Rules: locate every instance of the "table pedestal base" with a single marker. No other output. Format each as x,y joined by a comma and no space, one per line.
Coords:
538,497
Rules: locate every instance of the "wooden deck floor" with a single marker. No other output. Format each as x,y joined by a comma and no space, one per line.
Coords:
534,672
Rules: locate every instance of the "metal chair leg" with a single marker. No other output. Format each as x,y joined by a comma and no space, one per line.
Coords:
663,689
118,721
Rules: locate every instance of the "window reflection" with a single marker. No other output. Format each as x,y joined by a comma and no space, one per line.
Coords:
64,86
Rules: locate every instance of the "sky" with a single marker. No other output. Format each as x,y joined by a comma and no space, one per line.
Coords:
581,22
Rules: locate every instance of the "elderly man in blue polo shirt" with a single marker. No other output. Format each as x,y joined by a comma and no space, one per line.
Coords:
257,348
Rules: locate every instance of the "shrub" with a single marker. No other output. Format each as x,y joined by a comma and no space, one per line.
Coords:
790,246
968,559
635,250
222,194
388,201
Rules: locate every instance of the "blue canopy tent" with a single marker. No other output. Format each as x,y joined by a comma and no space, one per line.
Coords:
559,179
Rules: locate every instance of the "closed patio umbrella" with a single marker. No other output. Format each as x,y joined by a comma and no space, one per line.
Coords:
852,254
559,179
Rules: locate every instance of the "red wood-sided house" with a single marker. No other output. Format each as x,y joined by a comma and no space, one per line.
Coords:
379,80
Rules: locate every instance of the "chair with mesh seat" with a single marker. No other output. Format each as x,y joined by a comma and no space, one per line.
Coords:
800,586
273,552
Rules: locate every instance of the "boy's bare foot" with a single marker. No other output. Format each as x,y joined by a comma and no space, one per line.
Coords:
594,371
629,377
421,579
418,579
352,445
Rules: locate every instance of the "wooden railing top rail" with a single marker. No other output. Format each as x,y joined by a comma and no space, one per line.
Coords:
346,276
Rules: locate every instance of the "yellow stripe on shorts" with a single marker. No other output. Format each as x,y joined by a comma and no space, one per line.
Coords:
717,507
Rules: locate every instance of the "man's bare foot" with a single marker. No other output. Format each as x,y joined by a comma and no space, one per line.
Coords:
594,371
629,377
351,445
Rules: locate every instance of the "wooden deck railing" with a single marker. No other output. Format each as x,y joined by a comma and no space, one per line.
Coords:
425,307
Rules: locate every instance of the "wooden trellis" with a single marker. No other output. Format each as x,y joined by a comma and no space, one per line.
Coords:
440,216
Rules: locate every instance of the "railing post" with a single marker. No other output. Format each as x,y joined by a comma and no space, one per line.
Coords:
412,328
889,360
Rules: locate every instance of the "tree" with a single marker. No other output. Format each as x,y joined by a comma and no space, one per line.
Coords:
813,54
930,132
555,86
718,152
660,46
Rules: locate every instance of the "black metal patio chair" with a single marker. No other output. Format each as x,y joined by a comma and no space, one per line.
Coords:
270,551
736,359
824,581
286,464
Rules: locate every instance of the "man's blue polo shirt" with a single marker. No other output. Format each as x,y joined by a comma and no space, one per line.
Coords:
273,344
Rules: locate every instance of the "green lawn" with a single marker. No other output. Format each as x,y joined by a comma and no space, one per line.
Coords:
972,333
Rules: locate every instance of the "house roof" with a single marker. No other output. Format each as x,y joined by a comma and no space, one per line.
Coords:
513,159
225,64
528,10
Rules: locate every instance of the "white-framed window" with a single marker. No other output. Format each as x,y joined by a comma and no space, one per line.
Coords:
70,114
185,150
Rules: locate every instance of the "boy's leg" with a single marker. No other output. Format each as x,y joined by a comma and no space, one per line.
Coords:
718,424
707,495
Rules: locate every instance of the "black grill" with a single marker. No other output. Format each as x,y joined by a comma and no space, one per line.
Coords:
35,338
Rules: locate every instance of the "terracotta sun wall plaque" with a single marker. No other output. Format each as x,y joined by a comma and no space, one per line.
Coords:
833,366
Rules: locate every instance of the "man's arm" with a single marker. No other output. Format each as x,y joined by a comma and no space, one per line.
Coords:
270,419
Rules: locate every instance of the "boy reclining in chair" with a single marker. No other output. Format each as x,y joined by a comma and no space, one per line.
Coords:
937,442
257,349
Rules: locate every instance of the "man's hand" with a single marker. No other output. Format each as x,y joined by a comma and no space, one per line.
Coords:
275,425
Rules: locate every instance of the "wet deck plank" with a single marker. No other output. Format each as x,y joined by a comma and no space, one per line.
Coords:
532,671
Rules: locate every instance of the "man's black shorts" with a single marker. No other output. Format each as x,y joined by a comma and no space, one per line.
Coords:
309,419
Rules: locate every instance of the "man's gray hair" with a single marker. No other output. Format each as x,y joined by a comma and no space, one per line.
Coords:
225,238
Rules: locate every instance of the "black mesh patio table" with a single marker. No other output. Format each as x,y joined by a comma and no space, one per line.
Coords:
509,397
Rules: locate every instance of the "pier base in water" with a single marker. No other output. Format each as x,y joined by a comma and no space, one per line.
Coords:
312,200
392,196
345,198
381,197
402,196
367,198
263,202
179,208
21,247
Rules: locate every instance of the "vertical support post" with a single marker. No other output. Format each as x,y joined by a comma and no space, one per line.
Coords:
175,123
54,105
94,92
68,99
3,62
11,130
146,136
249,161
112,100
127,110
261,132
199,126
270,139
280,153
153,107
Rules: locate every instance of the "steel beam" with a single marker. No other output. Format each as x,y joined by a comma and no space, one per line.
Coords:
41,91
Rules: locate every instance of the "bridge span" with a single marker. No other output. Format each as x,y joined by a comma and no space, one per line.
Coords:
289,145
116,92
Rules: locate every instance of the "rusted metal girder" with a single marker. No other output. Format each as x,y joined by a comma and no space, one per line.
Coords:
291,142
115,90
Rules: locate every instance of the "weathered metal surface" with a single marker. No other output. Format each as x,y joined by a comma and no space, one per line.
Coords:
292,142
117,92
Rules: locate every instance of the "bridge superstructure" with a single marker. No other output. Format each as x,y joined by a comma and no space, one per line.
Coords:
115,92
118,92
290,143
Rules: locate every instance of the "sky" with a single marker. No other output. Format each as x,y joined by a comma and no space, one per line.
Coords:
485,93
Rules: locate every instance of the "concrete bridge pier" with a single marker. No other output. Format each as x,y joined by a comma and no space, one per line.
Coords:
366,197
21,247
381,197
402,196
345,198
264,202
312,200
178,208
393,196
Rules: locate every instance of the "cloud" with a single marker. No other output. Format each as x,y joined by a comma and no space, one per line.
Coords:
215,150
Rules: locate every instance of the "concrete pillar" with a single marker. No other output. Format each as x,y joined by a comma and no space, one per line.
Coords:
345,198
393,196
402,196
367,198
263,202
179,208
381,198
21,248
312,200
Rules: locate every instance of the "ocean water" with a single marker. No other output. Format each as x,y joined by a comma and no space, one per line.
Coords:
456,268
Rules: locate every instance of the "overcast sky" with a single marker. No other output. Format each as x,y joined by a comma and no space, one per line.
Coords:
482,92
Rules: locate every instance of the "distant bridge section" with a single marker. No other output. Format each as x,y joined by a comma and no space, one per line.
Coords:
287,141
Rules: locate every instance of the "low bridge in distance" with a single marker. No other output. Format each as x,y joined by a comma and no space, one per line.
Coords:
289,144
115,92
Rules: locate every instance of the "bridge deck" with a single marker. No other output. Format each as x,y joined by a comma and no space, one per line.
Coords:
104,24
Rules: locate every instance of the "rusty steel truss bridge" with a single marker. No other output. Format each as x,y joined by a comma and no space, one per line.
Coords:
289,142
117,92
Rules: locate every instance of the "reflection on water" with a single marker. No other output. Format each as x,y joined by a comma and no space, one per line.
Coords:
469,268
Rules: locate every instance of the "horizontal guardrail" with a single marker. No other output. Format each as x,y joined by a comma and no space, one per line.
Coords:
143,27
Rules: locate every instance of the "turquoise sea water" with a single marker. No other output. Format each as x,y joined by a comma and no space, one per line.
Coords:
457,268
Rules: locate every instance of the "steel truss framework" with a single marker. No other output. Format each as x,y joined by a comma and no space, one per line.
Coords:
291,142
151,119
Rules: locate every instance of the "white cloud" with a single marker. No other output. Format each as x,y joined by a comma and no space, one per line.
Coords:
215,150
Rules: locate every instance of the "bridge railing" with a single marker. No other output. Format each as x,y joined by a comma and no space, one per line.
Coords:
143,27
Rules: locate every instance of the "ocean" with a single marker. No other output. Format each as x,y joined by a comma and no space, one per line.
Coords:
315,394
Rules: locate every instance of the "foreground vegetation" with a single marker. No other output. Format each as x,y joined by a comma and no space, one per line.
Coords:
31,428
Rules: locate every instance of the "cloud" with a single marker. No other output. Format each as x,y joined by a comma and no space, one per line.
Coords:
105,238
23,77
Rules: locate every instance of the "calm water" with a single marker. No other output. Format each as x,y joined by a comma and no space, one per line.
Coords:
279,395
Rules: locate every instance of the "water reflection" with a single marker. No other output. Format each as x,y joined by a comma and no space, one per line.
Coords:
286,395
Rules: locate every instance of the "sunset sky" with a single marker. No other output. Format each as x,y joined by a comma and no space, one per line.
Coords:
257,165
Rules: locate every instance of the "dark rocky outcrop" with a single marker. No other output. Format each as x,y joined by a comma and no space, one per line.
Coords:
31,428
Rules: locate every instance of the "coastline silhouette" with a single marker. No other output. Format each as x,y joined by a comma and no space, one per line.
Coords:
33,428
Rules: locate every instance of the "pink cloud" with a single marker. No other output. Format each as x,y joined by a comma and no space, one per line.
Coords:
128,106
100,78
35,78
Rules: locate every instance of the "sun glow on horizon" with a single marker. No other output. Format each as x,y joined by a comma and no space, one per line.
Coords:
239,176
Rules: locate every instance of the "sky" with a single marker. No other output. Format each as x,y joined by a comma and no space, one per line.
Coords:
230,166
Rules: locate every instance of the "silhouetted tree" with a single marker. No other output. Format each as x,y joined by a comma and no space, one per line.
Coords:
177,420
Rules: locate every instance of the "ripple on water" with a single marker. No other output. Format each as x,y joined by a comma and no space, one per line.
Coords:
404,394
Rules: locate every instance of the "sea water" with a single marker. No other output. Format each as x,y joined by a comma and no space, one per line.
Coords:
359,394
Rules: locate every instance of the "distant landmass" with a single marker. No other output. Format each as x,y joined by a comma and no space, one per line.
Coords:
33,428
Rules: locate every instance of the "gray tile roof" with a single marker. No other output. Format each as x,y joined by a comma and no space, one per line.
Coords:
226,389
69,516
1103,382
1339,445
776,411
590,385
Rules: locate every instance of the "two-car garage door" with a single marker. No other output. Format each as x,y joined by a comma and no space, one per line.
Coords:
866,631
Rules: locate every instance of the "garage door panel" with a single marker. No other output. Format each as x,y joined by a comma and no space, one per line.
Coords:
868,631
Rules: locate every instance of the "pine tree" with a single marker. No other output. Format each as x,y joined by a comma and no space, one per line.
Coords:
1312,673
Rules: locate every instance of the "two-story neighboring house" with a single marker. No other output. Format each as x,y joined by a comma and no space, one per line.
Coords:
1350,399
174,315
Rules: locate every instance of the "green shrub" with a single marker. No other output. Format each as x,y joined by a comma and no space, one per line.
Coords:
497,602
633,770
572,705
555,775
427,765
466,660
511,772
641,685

### TASK DETAILS
Select and copy every line of the material that holds the string "polo".

### RESULT OF THIS TASK
Rules: locate every instance of the "elderly man in blue polo shirt" with a single marker. No other output. Format each as x,y joined by a comma and no space, one per line.
Rules: locate every instance of the "man's blue polo shirt" with a single marker. No other output. Format each as x,y joined by a comma and no space, one per line.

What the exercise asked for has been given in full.